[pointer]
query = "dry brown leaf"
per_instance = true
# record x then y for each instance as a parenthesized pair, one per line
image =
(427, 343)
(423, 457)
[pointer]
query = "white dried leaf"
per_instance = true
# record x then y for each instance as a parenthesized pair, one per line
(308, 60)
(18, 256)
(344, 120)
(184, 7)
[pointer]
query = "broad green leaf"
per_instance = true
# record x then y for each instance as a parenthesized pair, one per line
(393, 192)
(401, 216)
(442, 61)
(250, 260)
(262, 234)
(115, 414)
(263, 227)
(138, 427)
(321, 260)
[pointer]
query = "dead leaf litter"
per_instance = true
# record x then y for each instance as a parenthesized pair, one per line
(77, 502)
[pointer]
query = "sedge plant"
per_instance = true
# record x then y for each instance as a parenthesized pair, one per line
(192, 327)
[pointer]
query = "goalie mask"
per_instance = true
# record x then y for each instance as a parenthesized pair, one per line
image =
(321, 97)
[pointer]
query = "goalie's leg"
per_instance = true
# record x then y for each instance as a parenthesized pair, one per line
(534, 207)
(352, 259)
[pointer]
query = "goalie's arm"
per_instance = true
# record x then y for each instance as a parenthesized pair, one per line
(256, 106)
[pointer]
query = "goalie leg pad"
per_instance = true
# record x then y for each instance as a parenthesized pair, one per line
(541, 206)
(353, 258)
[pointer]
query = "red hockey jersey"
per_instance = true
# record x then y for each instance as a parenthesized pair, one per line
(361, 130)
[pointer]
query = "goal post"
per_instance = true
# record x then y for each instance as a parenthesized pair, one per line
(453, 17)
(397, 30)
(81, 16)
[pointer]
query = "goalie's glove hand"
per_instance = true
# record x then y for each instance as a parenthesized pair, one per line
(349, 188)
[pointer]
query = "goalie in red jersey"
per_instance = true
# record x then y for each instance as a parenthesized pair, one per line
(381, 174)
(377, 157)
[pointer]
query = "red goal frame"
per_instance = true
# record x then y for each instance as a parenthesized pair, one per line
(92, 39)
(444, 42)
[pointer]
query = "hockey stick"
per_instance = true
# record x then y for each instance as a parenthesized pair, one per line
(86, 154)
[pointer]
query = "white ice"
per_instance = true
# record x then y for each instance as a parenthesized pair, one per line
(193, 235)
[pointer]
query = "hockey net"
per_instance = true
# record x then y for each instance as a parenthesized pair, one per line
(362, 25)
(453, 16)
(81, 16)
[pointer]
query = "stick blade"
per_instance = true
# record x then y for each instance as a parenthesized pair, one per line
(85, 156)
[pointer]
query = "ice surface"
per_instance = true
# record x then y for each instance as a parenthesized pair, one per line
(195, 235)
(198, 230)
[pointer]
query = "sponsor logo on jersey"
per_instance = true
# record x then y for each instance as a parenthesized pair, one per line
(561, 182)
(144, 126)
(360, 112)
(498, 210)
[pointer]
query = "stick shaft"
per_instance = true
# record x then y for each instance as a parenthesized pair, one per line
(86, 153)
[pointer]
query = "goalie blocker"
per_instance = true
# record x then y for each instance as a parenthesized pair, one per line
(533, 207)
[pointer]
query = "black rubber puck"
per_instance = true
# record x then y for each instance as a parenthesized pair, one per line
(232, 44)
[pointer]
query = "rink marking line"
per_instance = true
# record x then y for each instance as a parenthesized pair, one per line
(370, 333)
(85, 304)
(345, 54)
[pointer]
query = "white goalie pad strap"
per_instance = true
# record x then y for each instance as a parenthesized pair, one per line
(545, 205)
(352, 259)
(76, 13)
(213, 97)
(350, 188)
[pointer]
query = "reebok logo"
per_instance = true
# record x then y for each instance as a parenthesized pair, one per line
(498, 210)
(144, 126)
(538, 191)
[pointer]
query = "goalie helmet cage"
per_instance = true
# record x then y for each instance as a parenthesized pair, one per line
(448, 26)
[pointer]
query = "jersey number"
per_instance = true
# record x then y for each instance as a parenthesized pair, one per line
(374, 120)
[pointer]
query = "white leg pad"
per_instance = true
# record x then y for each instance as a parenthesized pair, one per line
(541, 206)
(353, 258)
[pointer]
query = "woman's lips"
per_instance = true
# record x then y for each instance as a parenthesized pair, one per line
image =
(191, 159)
--
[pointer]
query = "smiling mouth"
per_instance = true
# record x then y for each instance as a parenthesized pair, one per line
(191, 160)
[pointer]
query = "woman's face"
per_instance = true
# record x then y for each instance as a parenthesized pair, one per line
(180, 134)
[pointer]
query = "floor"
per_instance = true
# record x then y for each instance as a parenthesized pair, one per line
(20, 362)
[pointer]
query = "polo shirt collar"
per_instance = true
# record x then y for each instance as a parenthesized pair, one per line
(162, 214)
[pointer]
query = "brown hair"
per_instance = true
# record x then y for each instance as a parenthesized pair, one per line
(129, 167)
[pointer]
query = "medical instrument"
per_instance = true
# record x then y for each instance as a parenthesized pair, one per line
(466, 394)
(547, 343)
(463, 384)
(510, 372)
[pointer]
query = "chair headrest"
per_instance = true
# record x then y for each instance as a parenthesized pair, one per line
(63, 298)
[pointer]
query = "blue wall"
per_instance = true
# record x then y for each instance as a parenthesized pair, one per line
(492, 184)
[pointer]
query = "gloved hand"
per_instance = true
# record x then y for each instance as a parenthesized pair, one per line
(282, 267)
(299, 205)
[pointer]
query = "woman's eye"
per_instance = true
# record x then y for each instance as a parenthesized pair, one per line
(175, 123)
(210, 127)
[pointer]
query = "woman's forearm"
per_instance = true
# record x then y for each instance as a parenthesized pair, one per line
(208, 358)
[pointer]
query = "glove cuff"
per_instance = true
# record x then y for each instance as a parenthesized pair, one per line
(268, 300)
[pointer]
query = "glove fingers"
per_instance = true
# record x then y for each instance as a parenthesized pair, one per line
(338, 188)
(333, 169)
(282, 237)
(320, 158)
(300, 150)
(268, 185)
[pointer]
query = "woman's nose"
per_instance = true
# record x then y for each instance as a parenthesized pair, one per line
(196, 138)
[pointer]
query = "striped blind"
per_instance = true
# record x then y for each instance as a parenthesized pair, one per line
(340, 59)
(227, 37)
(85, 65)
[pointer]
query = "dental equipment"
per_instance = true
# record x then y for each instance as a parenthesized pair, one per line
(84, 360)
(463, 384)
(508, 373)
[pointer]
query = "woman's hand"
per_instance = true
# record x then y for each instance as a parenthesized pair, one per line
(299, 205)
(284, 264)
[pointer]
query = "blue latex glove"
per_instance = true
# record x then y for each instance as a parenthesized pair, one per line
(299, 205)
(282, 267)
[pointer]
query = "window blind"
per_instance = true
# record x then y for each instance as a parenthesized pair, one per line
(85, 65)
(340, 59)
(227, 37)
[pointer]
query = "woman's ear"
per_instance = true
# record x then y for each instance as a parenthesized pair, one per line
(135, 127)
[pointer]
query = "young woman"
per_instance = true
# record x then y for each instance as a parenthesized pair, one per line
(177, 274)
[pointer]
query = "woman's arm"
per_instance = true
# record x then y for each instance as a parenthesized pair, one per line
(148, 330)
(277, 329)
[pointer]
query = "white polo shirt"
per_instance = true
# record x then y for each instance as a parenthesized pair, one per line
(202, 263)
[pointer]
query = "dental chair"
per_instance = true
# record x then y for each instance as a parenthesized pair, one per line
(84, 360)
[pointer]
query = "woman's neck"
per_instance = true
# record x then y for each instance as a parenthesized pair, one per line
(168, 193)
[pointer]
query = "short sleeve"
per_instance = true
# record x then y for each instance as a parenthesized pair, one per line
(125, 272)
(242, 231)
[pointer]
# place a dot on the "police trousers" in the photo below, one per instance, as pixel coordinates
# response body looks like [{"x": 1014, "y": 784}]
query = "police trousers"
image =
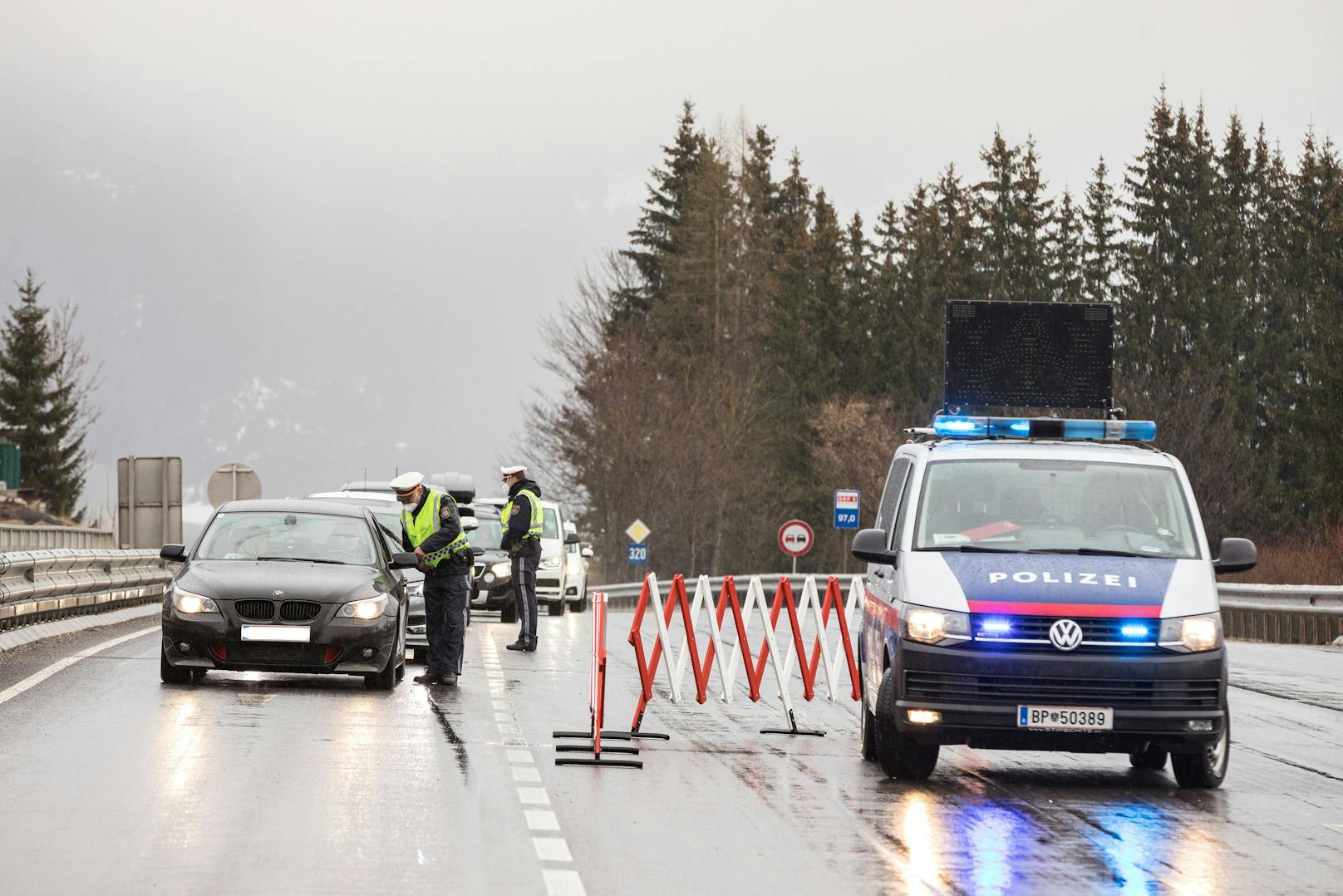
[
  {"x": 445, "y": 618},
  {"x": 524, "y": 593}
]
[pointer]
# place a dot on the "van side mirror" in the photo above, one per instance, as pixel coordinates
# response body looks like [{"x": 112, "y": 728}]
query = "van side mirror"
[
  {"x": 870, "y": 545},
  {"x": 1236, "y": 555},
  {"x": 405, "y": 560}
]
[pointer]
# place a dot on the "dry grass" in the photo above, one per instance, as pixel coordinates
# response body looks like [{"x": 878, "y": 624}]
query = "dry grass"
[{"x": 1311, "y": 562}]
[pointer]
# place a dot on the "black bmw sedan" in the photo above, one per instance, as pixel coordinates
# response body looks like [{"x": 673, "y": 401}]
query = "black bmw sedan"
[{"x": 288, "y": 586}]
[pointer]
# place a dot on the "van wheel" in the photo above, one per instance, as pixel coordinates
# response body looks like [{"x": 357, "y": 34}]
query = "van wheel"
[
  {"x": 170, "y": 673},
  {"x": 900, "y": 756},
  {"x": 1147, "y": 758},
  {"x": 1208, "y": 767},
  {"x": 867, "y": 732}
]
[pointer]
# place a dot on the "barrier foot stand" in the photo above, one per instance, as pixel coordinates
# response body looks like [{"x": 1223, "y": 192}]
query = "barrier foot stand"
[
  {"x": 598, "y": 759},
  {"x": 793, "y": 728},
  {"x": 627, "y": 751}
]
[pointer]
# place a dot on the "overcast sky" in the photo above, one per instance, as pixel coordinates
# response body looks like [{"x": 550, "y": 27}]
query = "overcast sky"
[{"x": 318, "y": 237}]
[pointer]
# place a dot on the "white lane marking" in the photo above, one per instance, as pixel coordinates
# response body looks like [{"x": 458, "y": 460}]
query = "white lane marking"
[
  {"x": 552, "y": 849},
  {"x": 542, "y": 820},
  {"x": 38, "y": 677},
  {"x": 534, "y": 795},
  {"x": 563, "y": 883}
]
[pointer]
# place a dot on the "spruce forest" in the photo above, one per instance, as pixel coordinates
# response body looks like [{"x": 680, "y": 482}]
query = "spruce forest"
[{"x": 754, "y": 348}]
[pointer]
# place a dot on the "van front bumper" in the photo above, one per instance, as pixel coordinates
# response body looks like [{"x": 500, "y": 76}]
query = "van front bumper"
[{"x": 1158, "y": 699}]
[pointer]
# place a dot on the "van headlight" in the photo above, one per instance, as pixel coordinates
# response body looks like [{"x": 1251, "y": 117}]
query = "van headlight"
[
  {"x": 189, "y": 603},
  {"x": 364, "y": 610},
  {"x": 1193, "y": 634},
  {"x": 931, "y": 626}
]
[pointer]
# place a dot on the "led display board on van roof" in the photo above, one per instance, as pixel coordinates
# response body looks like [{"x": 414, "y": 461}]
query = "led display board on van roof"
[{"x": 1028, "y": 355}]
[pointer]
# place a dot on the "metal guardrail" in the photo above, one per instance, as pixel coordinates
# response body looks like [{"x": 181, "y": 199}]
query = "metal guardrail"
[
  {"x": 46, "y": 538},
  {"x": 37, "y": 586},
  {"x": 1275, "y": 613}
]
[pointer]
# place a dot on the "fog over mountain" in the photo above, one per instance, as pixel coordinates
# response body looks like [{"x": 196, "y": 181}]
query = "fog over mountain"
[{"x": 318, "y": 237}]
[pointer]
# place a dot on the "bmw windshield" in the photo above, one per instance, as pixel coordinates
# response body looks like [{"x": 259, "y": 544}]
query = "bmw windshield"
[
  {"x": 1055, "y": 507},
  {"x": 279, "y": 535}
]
* * *
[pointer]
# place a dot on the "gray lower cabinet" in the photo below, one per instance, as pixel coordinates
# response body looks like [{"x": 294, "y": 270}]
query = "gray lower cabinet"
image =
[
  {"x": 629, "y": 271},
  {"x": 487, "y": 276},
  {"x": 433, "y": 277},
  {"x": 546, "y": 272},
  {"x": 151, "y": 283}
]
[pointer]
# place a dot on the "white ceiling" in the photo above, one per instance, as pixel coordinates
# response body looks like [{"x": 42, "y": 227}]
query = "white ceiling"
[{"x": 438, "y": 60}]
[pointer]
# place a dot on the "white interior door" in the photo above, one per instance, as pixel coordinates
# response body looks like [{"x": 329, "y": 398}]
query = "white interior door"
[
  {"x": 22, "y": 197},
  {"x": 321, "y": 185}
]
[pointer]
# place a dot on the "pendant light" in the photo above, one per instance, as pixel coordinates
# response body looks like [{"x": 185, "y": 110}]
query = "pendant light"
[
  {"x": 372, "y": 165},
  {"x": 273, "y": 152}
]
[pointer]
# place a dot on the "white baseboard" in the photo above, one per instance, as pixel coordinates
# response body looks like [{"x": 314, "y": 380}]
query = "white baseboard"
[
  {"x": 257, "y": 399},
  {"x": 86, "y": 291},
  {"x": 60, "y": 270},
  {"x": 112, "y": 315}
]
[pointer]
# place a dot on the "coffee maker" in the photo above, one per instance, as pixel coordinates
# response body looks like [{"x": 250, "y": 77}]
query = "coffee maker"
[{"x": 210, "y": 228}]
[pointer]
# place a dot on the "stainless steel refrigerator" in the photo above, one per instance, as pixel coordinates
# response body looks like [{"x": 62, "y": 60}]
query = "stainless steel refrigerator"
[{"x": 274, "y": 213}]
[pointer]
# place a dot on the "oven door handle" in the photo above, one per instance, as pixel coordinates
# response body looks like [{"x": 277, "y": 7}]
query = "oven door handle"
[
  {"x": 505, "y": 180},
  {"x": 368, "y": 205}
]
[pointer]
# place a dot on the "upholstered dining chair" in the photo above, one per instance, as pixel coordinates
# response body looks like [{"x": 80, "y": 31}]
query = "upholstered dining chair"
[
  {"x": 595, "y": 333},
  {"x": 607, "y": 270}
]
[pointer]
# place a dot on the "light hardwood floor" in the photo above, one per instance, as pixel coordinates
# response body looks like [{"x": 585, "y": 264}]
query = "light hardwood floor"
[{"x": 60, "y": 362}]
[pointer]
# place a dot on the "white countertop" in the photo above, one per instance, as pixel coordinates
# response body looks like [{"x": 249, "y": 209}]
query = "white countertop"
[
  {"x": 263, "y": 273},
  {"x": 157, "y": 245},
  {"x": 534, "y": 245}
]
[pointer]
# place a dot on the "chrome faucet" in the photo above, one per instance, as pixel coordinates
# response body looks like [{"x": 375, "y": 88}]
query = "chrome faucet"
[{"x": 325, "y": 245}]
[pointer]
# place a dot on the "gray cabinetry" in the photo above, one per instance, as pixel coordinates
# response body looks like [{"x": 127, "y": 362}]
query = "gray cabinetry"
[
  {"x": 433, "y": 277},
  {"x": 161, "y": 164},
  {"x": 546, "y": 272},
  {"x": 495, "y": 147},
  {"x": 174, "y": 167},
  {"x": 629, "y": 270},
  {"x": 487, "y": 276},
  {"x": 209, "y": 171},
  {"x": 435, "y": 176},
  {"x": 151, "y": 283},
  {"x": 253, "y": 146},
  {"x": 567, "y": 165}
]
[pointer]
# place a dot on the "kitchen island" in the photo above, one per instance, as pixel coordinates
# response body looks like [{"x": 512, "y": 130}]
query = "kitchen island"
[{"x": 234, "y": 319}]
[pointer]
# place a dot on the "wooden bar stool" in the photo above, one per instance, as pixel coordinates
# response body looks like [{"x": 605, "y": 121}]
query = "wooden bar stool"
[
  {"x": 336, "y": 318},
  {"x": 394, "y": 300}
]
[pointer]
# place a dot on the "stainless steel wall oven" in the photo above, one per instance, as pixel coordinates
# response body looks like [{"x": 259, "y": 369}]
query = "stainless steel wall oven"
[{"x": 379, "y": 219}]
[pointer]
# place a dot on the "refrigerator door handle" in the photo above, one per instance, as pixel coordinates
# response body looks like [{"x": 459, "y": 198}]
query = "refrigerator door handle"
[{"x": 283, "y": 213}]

**TASK DESCRIPTION**
Please gather every line in the data above that contains the word "side" and copy each one in full.

**TASK SOLUTION**
# place a dot on the "van side mirror" in the photo above, one per instance, as pixel coordinates
query = "van side mirror"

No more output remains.